Materials provided
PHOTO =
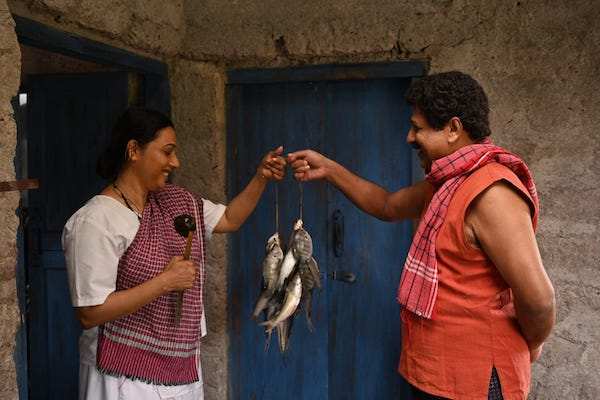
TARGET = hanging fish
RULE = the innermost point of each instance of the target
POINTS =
(271, 265)
(310, 276)
(293, 293)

Work required
Through the last line of the entries above, beginning at the line containing "TARGET = hanging fish", transcribe each line exactly, both ends included and nothing more.

Written answer
TARGET = hanging fish
RULE = the innermost point of each instance of the target
POINTS =
(271, 265)
(310, 276)
(293, 293)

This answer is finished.